What the task requires ▸ Please set down exactly the lines of the listing below from the line containing "Task: Could you identify the round" through the line containing "Task: Could you identify the standing", both lines included, leaving out all other lines.

*** Opening of Raw data ***

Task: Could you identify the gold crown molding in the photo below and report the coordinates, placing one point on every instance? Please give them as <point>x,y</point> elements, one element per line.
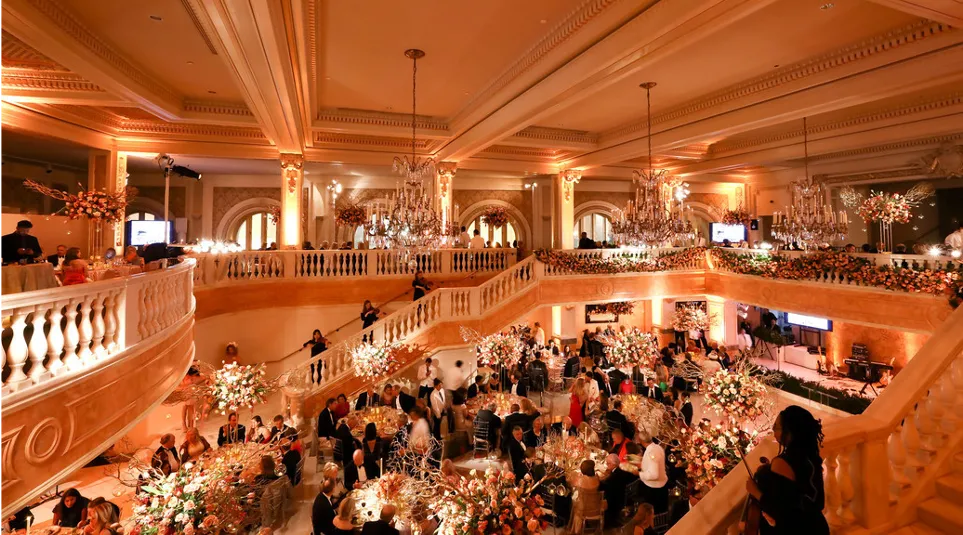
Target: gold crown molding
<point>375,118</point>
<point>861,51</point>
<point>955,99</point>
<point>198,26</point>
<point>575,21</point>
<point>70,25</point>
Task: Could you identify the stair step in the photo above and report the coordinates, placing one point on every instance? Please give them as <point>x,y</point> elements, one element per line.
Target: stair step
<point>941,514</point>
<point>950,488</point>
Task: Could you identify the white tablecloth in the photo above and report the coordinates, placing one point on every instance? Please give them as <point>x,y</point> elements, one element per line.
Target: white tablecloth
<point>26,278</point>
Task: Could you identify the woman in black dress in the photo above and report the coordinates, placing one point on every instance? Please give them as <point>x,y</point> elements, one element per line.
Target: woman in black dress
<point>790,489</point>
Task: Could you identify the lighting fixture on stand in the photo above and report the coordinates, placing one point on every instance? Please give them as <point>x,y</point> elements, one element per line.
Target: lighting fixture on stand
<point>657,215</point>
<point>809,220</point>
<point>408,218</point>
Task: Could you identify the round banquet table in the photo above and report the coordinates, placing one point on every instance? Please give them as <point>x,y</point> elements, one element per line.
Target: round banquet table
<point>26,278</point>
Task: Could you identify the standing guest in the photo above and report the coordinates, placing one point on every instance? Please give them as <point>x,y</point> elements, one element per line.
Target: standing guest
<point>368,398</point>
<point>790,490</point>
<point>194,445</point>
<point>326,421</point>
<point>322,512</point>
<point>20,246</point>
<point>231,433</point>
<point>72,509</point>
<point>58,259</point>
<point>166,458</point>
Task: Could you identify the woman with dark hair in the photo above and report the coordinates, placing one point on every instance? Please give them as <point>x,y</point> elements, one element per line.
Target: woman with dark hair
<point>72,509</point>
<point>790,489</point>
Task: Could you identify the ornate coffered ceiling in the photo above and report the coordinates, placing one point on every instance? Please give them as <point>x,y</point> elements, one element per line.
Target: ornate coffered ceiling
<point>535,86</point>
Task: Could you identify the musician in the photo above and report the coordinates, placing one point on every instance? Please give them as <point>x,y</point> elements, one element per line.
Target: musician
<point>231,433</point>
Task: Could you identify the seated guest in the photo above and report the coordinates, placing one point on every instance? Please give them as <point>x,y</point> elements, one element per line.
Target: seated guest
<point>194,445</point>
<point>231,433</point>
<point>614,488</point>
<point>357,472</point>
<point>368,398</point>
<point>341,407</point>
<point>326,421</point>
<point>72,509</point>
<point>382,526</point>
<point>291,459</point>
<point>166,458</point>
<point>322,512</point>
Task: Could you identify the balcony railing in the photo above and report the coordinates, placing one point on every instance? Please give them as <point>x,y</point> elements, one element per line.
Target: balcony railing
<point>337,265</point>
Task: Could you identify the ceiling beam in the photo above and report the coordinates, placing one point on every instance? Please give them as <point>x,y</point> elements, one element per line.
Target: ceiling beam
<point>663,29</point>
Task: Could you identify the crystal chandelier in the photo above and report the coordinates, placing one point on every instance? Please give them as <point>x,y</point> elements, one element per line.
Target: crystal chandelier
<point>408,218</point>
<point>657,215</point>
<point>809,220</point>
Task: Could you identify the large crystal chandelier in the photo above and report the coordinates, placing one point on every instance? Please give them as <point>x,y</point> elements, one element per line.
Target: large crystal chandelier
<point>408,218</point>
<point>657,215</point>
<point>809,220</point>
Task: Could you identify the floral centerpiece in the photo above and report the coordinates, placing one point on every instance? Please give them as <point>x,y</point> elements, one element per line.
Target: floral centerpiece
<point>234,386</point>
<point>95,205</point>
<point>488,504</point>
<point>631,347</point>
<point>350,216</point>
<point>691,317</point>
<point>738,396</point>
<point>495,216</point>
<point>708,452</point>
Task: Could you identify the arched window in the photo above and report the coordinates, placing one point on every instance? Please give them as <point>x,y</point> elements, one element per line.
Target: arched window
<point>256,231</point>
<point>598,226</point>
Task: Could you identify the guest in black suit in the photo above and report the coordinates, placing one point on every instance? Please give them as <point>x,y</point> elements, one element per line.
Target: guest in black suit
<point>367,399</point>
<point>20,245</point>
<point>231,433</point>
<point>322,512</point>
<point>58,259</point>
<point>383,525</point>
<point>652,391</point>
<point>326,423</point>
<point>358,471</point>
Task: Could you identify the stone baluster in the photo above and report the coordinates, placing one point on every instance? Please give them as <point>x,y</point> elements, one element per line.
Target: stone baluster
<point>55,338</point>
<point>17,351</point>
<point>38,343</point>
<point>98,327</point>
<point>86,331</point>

*** Close of Raw data ***
*** Opening of Raw data ***

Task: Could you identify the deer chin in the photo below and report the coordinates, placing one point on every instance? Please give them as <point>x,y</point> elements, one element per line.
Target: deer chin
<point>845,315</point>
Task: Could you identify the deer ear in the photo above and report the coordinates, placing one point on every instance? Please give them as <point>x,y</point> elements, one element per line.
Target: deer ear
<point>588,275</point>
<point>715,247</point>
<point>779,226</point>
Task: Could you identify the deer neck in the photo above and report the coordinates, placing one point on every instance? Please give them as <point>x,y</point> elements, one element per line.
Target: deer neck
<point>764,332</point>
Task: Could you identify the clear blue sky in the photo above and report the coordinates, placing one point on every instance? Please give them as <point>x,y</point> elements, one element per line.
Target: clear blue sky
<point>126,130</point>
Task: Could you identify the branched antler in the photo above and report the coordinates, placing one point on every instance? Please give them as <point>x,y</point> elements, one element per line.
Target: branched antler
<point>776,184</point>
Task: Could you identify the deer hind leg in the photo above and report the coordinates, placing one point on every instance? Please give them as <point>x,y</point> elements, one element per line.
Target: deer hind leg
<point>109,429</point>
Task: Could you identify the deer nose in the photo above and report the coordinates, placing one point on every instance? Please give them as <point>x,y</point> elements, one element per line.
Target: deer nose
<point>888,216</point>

*** Close of Raw data ***
*** Opening of Raw data ***

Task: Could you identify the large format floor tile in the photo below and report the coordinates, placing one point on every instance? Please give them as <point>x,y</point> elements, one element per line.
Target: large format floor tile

*** Close of Raw data ***

Answer for the task ▸
Task: Could you identify the round banquet table in the photo above and report the coordinates, placing one point on every instance? Please give them as <point>x,y</point> elements, one element per line.
Target: round banquet table
<point>26,278</point>
Task: Could you identify the standing guest in the photo above and report the coordinates, placing one point on every instance? Please give them as <point>x,y</point> elements, one element per line.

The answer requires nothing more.